● STATED PROBLEM
Reproduce the data below, substituting "upper-left corner" for every occurrence of "top-left corner" and keeping everything else unchanged.

Rows from a segmentation dataset
/---

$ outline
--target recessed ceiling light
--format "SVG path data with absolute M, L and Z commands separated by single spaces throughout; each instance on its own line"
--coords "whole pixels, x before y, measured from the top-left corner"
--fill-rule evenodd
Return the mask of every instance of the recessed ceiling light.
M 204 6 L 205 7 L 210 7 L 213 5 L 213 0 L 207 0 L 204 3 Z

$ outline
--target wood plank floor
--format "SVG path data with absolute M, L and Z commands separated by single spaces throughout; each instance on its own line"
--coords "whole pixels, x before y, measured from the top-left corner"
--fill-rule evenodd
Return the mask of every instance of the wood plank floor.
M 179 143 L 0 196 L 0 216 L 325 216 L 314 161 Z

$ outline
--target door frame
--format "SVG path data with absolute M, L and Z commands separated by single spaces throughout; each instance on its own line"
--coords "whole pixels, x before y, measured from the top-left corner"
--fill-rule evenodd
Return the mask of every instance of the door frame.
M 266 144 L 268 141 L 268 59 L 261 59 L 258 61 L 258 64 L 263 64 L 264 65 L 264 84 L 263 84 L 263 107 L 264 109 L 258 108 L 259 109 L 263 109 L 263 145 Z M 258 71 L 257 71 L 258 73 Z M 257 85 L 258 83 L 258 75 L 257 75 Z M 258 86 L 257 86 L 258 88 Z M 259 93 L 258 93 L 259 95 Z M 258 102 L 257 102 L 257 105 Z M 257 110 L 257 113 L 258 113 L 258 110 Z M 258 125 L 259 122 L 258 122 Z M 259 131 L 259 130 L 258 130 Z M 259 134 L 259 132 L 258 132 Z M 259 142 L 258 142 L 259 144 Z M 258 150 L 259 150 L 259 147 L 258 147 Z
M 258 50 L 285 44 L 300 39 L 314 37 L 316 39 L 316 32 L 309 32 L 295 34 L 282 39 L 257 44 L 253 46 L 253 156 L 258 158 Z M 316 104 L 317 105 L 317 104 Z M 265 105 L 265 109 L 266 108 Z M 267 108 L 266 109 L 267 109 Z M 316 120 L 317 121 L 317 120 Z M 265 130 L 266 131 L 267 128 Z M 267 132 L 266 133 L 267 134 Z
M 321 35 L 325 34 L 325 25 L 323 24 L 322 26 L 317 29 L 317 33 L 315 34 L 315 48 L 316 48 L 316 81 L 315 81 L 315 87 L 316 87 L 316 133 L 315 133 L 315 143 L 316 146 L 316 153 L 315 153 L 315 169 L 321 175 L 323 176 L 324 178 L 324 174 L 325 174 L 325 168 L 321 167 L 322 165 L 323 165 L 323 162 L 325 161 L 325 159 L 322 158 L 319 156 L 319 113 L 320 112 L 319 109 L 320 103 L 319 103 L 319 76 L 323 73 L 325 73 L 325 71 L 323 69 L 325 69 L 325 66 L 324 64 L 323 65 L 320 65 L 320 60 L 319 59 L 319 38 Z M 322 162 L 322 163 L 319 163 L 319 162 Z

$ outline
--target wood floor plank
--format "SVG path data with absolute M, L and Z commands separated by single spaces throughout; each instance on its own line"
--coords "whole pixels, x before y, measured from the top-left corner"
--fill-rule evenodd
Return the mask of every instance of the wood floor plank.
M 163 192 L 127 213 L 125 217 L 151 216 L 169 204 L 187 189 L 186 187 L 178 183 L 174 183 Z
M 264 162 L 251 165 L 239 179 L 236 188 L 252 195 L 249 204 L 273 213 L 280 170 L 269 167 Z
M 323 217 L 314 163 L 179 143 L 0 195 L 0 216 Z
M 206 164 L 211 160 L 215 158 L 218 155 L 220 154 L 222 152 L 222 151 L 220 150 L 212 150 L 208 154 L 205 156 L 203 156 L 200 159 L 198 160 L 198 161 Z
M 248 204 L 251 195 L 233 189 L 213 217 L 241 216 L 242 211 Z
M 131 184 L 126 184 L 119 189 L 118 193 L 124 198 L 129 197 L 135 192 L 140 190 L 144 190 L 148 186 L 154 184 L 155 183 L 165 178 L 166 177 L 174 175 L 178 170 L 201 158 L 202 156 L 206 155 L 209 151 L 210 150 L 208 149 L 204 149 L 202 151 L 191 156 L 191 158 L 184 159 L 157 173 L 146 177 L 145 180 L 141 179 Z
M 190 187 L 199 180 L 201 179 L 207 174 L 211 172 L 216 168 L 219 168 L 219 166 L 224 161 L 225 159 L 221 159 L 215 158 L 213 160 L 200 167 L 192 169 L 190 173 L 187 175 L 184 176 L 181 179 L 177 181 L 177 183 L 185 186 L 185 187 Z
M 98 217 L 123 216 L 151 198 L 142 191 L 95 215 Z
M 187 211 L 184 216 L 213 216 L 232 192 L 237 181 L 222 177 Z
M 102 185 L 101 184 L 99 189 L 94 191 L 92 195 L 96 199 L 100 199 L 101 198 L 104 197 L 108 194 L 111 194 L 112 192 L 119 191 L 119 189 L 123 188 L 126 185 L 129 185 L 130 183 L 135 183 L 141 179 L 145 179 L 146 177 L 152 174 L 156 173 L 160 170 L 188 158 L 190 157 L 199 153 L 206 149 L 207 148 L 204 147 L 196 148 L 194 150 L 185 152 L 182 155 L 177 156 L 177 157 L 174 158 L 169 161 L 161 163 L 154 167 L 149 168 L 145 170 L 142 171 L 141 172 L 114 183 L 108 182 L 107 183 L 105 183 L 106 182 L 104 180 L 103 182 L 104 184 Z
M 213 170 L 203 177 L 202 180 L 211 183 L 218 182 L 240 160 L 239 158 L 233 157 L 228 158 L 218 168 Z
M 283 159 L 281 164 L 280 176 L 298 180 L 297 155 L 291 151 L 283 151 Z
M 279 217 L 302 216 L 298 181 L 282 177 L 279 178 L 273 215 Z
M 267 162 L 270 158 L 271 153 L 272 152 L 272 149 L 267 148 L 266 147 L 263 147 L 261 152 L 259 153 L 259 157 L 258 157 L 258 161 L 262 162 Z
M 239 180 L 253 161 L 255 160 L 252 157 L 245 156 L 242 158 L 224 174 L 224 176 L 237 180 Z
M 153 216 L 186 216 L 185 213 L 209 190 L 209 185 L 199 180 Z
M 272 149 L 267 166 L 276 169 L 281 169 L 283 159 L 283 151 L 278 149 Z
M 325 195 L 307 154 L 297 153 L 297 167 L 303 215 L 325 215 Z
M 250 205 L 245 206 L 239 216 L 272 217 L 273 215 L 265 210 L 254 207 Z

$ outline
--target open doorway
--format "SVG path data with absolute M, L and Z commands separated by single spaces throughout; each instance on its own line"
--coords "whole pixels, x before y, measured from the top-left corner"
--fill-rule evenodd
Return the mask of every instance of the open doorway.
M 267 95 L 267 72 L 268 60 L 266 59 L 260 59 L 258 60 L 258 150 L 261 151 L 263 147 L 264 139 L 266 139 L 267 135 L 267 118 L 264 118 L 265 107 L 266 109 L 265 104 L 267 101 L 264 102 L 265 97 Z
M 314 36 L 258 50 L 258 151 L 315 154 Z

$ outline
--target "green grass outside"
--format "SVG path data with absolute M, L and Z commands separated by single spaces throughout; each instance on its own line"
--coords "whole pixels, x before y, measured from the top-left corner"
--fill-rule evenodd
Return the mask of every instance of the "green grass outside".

\---

● FULL OUTPUT
$ outline
--target recessed ceiling light
--format "SVG path data with absolute M, L and Z commands separated by single spaces throughout; each instance on its own line"
--coords "whole pixels, x before y, measured from the upper-left corner"
--fill-rule evenodd
Return the mask of every instance of the recessed ceiling light.
M 204 6 L 205 7 L 210 7 L 213 5 L 213 0 L 207 0 L 204 3 Z

$ outline
--target wood plank floor
--format "SVG path data with absolute M, L and Z commands separated by single spaces throughout; each instance on its own line"
--coords "whole pixels, x before y, measured from the upper-left corner"
--fill-rule evenodd
Return the mask of every instance of the wood plank floor.
M 179 143 L 0 196 L 0 216 L 325 216 L 314 161 Z

$ outline
--target door frame
--format "SVG path data with absolute M, L and Z commands separated by single spaces throughout; each instance on its own line"
--coords "whole pixels, x before y, measured from the upper-left corner"
--fill-rule evenodd
Return the mask of every instance of the door frame.
M 266 144 L 268 141 L 268 59 L 261 59 L 258 61 L 258 64 L 263 64 L 264 65 L 264 84 L 263 84 L 263 107 L 264 109 L 258 108 L 259 109 L 263 109 L 263 145 Z M 258 71 L 257 71 L 258 73 Z M 257 85 L 258 83 L 258 75 L 257 75 Z M 258 86 L 257 86 L 258 88 Z M 259 93 L 258 93 L 259 95 Z M 258 102 L 257 102 L 257 105 Z M 257 110 L 257 113 L 258 113 L 258 110 Z M 258 125 L 259 122 L 258 122 Z M 259 131 L 259 130 L 258 130 Z M 259 134 L 259 132 L 258 132 Z M 259 142 L 258 142 L 259 144 Z M 258 150 L 259 150 L 259 147 L 258 147 Z
M 258 50 L 285 44 L 300 39 L 314 37 L 316 39 L 316 32 L 309 32 L 295 34 L 282 39 L 257 44 L 253 46 L 253 156 L 258 158 Z M 316 104 L 317 105 L 317 104 Z M 265 105 L 265 109 L 266 108 Z M 267 108 L 266 109 L 267 109 Z M 316 120 L 317 121 L 317 120 Z M 265 130 L 266 131 L 267 128 Z M 267 132 L 266 133 L 267 134 Z
M 321 35 L 325 34 L 325 25 L 323 24 L 322 26 L 317 29 L 317 33 L 315 34 L 315 48 L 316 48 L 316 81 L 315 81 L 315 87 L 316 87 L 316 133 L 315 133 L 315 143 L 316 146 L 316 153 L 315 153 L 315 169 L 321 175 L 323 176 L 324 178 L 324 174 L 325 174 L 325 168 L 321 167 L 322 165 L 323 165 L 323 162 L 325 161 L 325 159 L 322 158 L 319 156 L 319 113 L 320 112 L 319 109 L 320 103 L 319 103 L 319 76 L 323 73 L 325 73 L 325 71 L 323 69 L 325 69 L 325 66 L 324 64 L 323 65 L 320 65 L 320 60 L 319 59 L 319 38 Z M 322 162 L 322 163 L 319 163 L 319 162 Z

$ outline
--target wood floor plank
--format "SVG path data with absolute M, L and Z commands separated by single spaces throughout; each instance on its own line"
--coords "whole pixels, x before y, measured from the upper-left corner"
--fill-rule evenodd
Return the mask of every instance of the wood floor plank.
M 163 192 L 127 213 L 125 217 L 151 216 L 169 204 L 187 189 L 186 187 L 178 183 L 174 183 Z
M 264 162 L 251 165 L 239 179 L 236 188 L 252 195 L 249 204 L 273 213 L 280 170 L 269 167 Z
M 323 217 L 314 163 L 179 143 L 0 195 L 0 216 Z
M 206 164 L 211 160 L 215 158 L 218 155 L 220 154 L 222 152 L 222 151 L 220 150 L 212 150 L 208 154 L 205 156 L 203 156 L 200 159 L 198 160 L 198 161 Z
M 248 204 L 251 195 L 233 189 L 213 217 L 241 216 L 242 211 Z
M 131 184 L 126 184 L 119 189 L 118 193 L 124 198 L 129 197 L 135 192 L 140 190 L 144 190 L 148 186 L 154 184 L 155 183 L 165 178 L 166 177 L 174 175 L 178 170 L 201 158 L 202 156 L 206 155 L 209 151 L 210 150 L 208 149 L 204 149 L 202 151 L 191 156 L 191 158 L 184 159 L 157 173 L 146 177 L 145 180 L 141 179 Z
M 190 187 L 199 180 L 201 179 L 207 174 L 211 172 L 216 168 L 219 168 L 219 166 L 224 161 L 225 159 L 221 159 L 215 158 L 213 160 L 200 167 L 192 169 L 190 173 L 187 175 L 184 176 L 181 179 L 177 181 L 177 183 L 185 186 L 185 187 Z
M 98 217 L 123 216 L 151 198 L 142 191 L 95 215 Z
M 187 211 L 184 216 L 213 216 L 232 192 L 237 181 L 222 177 Z
M 102 185 L 101 184 L 99 189 L 94 191 L 92 195 L 96 199 L 100 199 L 101 198 L 104 197 L 108 194 L 111 194 L 112 192 L 119 191 L 119 189 L 123 188 L 126 185 L 129 185 L 130 183 L 135 183 L 141 179 L 145 179 L 146 177 L 152 174 L 156 173 L 160 170 L 188 158 L 190 157 L 199 153 L 206 149 L 207 148 L 204 147 L 196 148 L 194 150 L 185 152 L 182 155 L 177 156 L 177 157 L 174 158 L 169 161 L 161 163 L 154 167 L 149 168 L 145 170 L 142 171 L 141 172 L 114 183 L 108 182 L 107 183 L 105 183 L 106 182 L 104 180 L 103 182 L 104 184 Z
M 213 170 L 203 177 L 202 180 L 211 183 L 218 182 L 240 160 L 239 158 L 233 157 L 228 158 L 218 168 Z
M 283 159 L 281 164 L 280 176 L 298 180 L 297 155 L 291 151 L 283 151 Z
M 279 217 L 302 216 L 298 181 L 282 177 L 279 178 L 273 215 Z
M 267 162 L 270 158 L 271 153 L 272 152 L 272 149 L 267 148 L 266 147 L 263 147 L 261 152 L 259 153 L 259 157 L 258 157 L 258 161 L 262 162 Z
M 239 180 L 253 161 L 255 160 L 252 157 L 245 156 L 242 158 L 224 174 L 224 176 L 237 180 Z
M 153 216 L 186 216 L 185 213 L 209 190 L 209 185 L 199 180 Z
M 272 149 L 267 166 L 276 169 L 281 169 L 283 159 L 283 151 L 278 149 Z
M 325 195 L 307 154 L 297 153 L 297 167 L 303 215 L 325 215 Z
M 250 205 L 245 206 L 239 216 L 272 217 L 273 215 L 265 210 L 254 207 Z

$ outline
--target open doorway
--format "SVG path data with absolute M, L and Z commands separated by single spaces throughout; each instance on its own line"
--coords "whole pixels, x before y, measured from the upper-left corner"
--fill-rule evenodd
Return the mask of every instance of the open doorway.
M 267 95 L 267 72 L 268 60 L 266 59 L 260 59 L 258 60 L 258 150 L 261 151 L 263 147 L 264 139 L 266 139 L 267 135 L 267 118 L 264 118 L 265 107 L 266 109 L 265 104 L 267 101 L 264 102 L 265 97 Z
M 314 36 L 258 50 L 258 151 L 315 154 Z

$ outline
--target "green grass outside"
--format "SVG path data with absolute M, L and Z commands separated by single spaces throughout; each instance on its own line"
--coords "whole pixels, x before y, measured from the upper-left corner"
--fill-rule evenodd
Return the mask of every instance of the "green grass outside".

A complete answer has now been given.